• Instruction 1
In the passage on staying open to new ideas, what does the writer say one is always taught to search for?

• Page

This article won't even attempt to solve the problems involved, I can't do it for you or I would be the influencer and it would no longer be your decision, which is the whole point, really, isn't it? What I am doing is expressing the confusion that this problem generates within me.
I try to be open to all new ideas. I speak dogmatically, but think openly and am constantly questioning myself, usually thinking that I must have been wrong. I have studied philosophy, both academically and otherwise for many years and it is essential to excercise a rigour of thought while still allowing flexibility as I am sure that most of you will already know. I have finally reached a stumbling block; if I am to set a rigid, defining cutoff then I will be closed to a potentially useful, or potentially right idea. One is always taught to search for an absolute, but all absolutes are ethereal. At what point do you close off an idea? There are so many uncertainties in this world (and most of the certainties are based on the uncertainties) that there is no way to know which to accept. Does one go with the most convincing? the one with the most circumstantial evidence? the one which contains the most of what one already believes?

Excerpts of pointing data:
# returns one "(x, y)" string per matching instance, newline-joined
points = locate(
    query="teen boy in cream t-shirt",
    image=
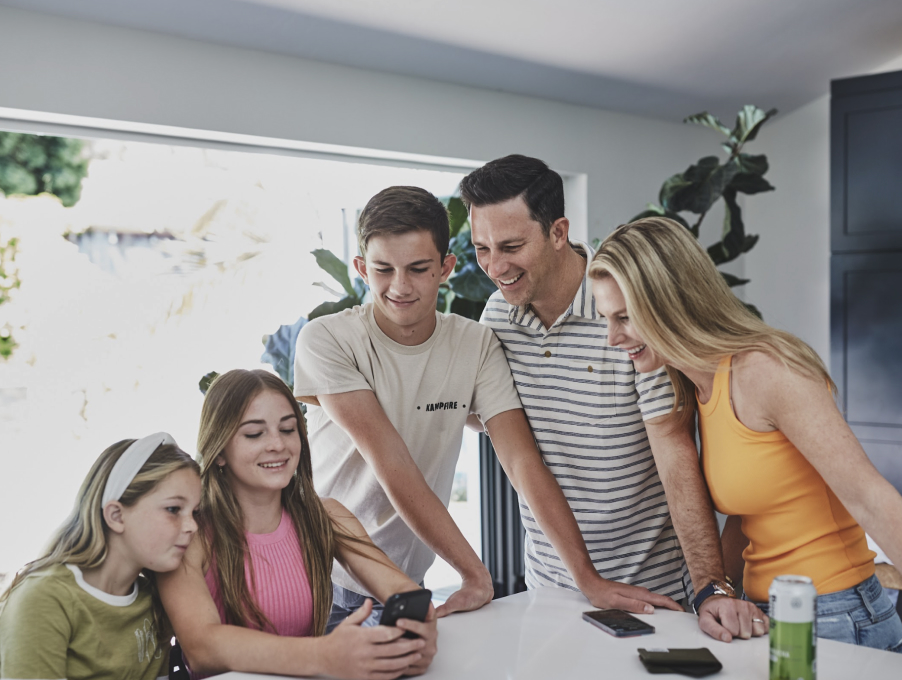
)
(391, 384)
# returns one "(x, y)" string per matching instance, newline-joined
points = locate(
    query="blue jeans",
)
(345, 602)
(861, 615)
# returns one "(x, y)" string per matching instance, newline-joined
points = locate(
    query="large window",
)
(176, 261)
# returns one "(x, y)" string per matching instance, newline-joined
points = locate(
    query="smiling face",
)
(157, 529)
(610, 303)
(513, 251)
(404, 272)
(262, 456)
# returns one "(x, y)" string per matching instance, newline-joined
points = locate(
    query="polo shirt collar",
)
(583, 304)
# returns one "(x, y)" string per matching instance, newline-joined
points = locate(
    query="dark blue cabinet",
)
(866, 262)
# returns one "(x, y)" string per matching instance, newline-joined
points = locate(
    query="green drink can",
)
(793, 628)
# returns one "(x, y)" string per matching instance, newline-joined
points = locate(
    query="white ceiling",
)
(660, 58)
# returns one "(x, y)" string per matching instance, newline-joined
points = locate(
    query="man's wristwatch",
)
(714, 588)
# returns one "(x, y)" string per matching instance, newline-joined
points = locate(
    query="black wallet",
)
(696, 663)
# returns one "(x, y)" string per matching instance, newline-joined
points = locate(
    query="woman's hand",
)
(428, 631)
(377, 653)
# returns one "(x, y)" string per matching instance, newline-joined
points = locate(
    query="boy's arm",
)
(361, 416)
(517, 452)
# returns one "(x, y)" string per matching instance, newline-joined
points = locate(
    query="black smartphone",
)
(618, 623)
(413, 604)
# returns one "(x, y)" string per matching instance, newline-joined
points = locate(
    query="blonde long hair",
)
(684, 310)
(221, 518)
(81, 539)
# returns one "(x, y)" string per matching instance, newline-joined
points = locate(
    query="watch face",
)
(722, 588)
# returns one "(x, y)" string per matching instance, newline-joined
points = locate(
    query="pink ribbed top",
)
(282, 589)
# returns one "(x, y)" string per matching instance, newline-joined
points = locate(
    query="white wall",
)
(64, 66)
(790, 266)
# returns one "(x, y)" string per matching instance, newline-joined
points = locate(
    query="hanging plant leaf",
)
(733, 227)
(757, 165)
(472, 283)
(671, 188)
(748, 122)
(748, 183)
(754, 310)
(333, 307)
(733, 281)
(204, 383)
(457, 214)
(334, 267)
(706, 119)
(708, 180)
(471, 309)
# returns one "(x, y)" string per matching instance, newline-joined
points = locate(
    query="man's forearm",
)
(733, 542)
(688, 499)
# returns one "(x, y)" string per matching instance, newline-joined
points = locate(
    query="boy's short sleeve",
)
(35, 631)
(323, 364)
(655, 394)
(494, 391)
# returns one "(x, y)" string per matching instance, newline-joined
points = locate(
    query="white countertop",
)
(540, 635)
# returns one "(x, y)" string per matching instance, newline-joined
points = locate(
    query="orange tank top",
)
(794, 522)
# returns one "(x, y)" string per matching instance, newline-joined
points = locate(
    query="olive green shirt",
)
(54, 625)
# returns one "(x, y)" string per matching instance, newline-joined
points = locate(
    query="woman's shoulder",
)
(768, 377)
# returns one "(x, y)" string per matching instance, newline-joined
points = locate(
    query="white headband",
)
(130, 464)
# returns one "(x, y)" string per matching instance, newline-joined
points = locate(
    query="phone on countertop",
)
(413, 604)
(618, 623)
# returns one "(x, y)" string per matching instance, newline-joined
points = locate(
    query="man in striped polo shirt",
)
(597, 422)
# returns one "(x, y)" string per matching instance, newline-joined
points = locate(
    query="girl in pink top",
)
(254, 594)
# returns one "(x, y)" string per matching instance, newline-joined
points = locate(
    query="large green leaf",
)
(204, 383)
(733, 280)
(706, 119)
(457, 214)
(334, 267)
(471, 309)
(757, 165)
(472, 283)
(708, 180)
(754, 310)
(733, 227)
(749, 122)
(327, 308)
(672, 186)
(747, 183)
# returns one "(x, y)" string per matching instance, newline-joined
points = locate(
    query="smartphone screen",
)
(410, 605)
(618, 623)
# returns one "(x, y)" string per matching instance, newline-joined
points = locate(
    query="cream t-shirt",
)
(426, 391)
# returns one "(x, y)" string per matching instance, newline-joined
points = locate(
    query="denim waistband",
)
(865, 593)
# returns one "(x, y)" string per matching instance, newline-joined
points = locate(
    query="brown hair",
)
(684, 310)
(222, 521)
(398, 210)
(502, 179)
(81, 539)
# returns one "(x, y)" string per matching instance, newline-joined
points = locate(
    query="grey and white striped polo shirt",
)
(587, 406)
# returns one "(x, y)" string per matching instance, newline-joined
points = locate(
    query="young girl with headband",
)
(254, 593)
(87, 607)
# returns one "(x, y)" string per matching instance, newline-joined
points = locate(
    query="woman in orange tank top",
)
(777, 455)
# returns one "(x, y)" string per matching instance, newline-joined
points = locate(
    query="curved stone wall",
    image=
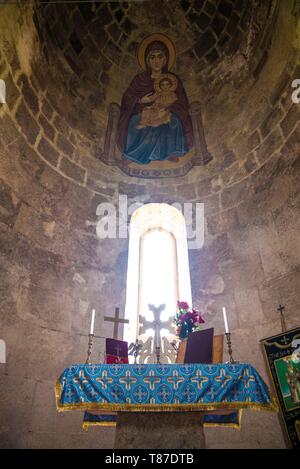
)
(54, 270)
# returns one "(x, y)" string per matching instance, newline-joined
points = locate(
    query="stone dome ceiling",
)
(92, 47)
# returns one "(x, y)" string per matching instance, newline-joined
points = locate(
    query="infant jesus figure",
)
(158, 113)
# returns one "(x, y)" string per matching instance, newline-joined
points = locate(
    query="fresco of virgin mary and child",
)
(155, 123)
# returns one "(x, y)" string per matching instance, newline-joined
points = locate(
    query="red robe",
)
(141, 85)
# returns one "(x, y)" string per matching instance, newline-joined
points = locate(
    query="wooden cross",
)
(283, 325)
(157, 324)
(117, 320)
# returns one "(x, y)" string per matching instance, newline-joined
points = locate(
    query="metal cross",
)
(156, 324)
(117, 320)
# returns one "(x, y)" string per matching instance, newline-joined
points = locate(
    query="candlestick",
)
(90, 345)
(231, 360)
(157, 351)
(225, 321)
(92, 322)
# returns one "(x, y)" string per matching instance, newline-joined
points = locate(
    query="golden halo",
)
(151, 38)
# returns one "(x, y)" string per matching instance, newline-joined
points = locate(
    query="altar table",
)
(192, 395)
(153, 387)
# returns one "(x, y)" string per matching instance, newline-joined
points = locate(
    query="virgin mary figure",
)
(168, 132)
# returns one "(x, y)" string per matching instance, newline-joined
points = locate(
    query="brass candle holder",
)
(231, 360)
(90, 346)
(157, 352)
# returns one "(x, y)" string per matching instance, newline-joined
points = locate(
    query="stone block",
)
(29, 94)
(271, 121)
(249, 308)
(270, 145)
(291, 119)
(48, 152)
(9, 204)
(27, 123)
(234, 195)
(12, 92)
(47, 127)
(72, 170)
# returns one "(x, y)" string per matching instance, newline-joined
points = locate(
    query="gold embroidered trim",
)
(272, 406)
(85, 425)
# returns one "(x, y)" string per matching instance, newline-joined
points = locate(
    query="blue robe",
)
(155, 143)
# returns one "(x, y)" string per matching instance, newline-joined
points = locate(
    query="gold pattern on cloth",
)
(272, 406)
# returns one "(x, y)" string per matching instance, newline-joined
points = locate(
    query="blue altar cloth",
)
(171, 387)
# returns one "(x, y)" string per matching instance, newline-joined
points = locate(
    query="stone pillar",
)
(159, 430)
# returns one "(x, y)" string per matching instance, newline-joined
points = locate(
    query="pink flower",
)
(200, 319)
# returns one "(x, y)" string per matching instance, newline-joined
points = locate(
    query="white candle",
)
(92, 322)
(225, 321)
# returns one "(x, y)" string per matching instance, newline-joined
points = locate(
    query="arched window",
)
(158, 267)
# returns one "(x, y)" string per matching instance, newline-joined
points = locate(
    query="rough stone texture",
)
(161, 430)
(63, 65)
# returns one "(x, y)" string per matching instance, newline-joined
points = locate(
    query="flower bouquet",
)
(187, 320)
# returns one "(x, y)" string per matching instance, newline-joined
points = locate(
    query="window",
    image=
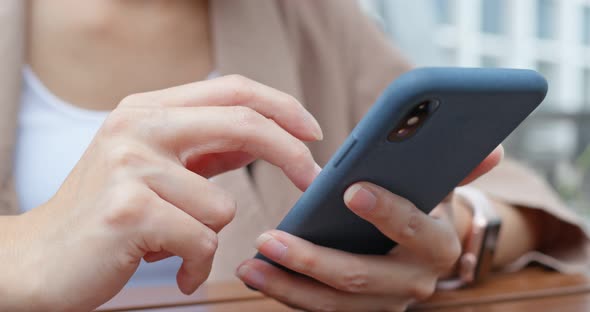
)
(493, 16)
(489, 61)
(546, 19)
(586, 25)
(550, 72)
(444, 11)
(586, 88)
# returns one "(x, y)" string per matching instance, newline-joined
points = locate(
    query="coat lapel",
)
(250, 40)
(12, 42)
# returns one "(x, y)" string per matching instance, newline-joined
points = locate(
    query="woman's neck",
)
(93, 53)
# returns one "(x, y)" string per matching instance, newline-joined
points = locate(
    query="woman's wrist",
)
(18, 288)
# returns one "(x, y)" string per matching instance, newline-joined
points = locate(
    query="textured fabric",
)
(327, 54)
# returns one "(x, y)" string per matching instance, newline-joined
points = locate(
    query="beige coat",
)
(325, 53)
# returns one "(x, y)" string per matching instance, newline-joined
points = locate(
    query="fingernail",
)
(271, 247)
(360, 198)
(251, 276)
(317, 130)
(317, 169)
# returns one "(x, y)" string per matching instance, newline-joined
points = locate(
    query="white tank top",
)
(52, 135)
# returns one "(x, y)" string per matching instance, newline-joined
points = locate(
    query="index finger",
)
(236, 90)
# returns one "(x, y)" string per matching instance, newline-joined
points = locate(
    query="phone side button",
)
(345, 152)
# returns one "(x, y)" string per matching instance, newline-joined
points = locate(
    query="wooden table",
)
(533, 289)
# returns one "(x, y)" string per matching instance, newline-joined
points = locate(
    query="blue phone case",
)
(478, 108)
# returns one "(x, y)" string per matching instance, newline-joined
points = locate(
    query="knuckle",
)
(125, 156)
(302, 154)
(242, 88)
(396, 307)
(306, 263)
(117, 122)
(328, 304)
(209, 244)
(421, 291)
(355, 279)
(247, 117)
(228, 210)
(127, 207)
(411, 227)
(132, 100)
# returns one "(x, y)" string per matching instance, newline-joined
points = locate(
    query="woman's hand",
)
(333, 280)
(141, 191)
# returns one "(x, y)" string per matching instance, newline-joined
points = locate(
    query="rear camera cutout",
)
(413, 120)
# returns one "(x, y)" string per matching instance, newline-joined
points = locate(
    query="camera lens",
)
(413, 120)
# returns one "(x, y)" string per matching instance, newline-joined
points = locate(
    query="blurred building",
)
(551, 36)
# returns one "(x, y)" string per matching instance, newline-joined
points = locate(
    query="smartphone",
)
(429, 129)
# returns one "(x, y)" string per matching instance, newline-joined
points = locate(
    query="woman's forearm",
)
(15, 287)
(519, 234)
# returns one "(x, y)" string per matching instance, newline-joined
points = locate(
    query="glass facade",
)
(546, 19)
(444, 11)
(493, 19)
(586, 25)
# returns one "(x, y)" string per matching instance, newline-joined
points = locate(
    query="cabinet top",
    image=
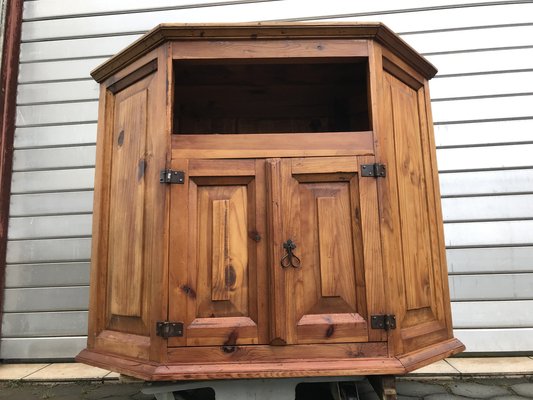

• Instruction 2
Report each line in the rows above that contains the word "green", with case counting.

• Worked solution 1
An absolute.

• Worked solution 2
    query="green drink can",
    query="olive green shirt",
    query="large green leaf",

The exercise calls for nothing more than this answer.